■ ИЗВЛЕЧЁННЫЙ ТЕКСТ
3. Аналогия из сферы геральдики

Несколько слов в заключение. Логически рассуждая, каждый чувственно воспринимаемый предмет, используемый в конкретном случае в качестве языкового знака (сюда ради простоты можно было бы отнести и «процессы»), занимает свое четко определенное место в пространстве и, следовательно, имеет предметное окружение. Даже напечатанные в книгах символы, которые мы накапливаем в библиотеках, будучи чувственно воспринимаемыми предметами, стоят Где-то и как-то на бумажной поверхности и прочно там закреплены. В нашем анализе важно выяснить, релевантно ли такого рода прочное сцепление для их назначения как знаков. Бумага в книгах представляет собой не что иное, как равнодушный носитель (разумеется, необходимый), который, согласно пословице, послушно и терпеливо выносит все. Точно так же типографская краска готова любую форму сделать визуально воспринимаемой. Но совсем по-иному, чем бумага соотносится с изображенными на ней черными фигурами. соотносятся товар с напечатанным на нем его названием и вообще каждый носитель языкового знака с этим знаком, если этот знак выступает как его имя. В этом случае прикрепление знака становится физическим, доступным для чувственного восприятия критерием соотнесенности. Поясним метод прикрепления еще на одном сопоставимом примере, интересном с исторической точки зрения, — на примере герба.

В средневековье, когда неистово увлекались символами, очень широко были распространены гербы, более благородные, нежели современные товарные знаки. Этикетки и гербы возникли, видимо, очень давно и имеют отчасти родственное происхождение. Ведь знаки собственности изобретал и почитал создающий и охраняющий собственность homo socialis. И тот же самый объединявшийся в социальные союзы человек создавал там, где это было необходимо, знаки своих союзов, знаки принадлежности к ним. Как известно, средневековые геральдические фигуры первоначально появились на стягах военных дружин и лишь с XIII столетия стали оформляться как наследственные символы собственности и главным образом как символы рода, что в некоторых случаях интересно с сематологической точки зрения. Вспомним, например, о том, как на вершине своего кратковременного существования (на протяжении трех или четырех столетий) рыцарский герб появлялся во время торжественных ристалищ. Герб помещали обычно на щите его владельца, и герб характеризовал того как рыцаря имярек. Но функция герба не ограничивалась ролью простого диакритического знака, герб прославлял род и повествовал также о личных достоинствах и судьбе своего владельца. А для этого ему, как всякому сложному репрезентативному средству, требовалось поле репрезентации (Darstellungsfeld). Поверхность щита была местом, где можно было поместить многое; ей был придан статус репрезентативного поля, и она была превращена в знаковое поле. На щите были верх и низ, правая и левая стороны, а многообразные его членения создавали большее или меньшее разнообразие синтаксически релевантных позиций для элементарных символов. Все вместе взятое вполне корректно называлось «полем» или «полями».

■ ЗАПИСИ ДАННЫХ
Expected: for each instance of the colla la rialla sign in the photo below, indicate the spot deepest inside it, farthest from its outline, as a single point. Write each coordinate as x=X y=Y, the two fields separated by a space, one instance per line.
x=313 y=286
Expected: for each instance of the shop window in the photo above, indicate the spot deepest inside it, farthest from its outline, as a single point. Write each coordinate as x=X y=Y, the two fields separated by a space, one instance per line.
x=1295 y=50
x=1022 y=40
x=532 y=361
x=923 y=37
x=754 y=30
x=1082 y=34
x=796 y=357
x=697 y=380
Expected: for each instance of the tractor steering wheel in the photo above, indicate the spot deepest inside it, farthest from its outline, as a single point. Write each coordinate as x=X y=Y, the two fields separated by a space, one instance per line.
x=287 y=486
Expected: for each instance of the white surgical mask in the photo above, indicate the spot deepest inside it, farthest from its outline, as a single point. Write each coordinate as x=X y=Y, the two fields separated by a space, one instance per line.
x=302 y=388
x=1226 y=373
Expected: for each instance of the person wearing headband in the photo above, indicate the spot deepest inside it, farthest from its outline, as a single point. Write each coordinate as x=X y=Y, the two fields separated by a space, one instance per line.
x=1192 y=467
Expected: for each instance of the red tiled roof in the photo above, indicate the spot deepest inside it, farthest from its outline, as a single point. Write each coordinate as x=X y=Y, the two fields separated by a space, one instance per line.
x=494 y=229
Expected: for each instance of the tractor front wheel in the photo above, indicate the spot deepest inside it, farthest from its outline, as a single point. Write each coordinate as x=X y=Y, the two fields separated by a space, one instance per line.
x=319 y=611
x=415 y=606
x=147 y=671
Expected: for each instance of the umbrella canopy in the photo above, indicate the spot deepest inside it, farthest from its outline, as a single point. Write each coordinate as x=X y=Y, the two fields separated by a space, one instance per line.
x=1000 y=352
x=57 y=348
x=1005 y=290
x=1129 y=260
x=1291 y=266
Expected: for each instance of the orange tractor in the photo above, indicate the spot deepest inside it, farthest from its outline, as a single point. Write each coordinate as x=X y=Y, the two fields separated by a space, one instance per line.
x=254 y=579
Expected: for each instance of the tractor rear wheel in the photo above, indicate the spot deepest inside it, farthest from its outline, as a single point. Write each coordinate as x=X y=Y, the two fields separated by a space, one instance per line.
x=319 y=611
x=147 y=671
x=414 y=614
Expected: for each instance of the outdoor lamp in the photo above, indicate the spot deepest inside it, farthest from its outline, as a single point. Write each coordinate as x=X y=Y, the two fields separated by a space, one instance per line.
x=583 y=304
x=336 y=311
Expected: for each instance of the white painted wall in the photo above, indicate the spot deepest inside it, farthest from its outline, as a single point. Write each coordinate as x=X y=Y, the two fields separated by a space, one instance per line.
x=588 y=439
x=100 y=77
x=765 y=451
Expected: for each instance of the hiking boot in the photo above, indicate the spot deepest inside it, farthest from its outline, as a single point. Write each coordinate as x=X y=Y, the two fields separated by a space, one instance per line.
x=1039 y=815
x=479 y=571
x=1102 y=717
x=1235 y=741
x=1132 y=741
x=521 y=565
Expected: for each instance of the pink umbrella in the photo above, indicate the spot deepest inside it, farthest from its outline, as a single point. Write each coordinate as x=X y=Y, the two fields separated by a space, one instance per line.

■ КОРОТКОЕ ЗАДАНИЕ 1
Проверьте, согласуются ли с фрагментом о гербах утверждения (a), (b) и (c). На каждое ответьте «да» или «нет» и приведите решающие слова фрагмента дословной цитатой.
(a) Геральдические фигуры впервые появились на щитах в XIII веке.
(b) Бумага в книгах названа равнодушным носителем.
(c) Поверхности щита был придан статус репрезентативного поля.
■ КОРОТКОЕ ЗАДАНИЕ 2
Перепишите в виде нумерованного перечня всё из списка, начиная со строки, содержащей «Expected: for each instance of the umbrella», и заканчивая строкой, содержащей «x=1005 y=290», включая обе. Пустые строки пропустите.
Текст и список никак не связаны друг с другом.

■ ОТВЕТ 1
(a) Нет: «средневековые геральдические фигуры первоначально появились на стягах военных дружин и лишь с XIII столетия стали оформляться как наследственные символы собственности».
(b) Да: «Бумага в книгах представляет собой не что иное, как равнодушный носитель».
(c) Да: «ей был придан статус репрезентативного поля».

■ ОТВЕТ 2
1. Expected: for each instance of the umbrella canopy in the photo above, indicate the spot deepest inside it, farthest from its outline, as a single point. Write each coordinate as x=X y=Y, the two fields separated by a space, one instance per line.
2. x=1000 y=352
3. x=57 y=348
4. x=1005 y=290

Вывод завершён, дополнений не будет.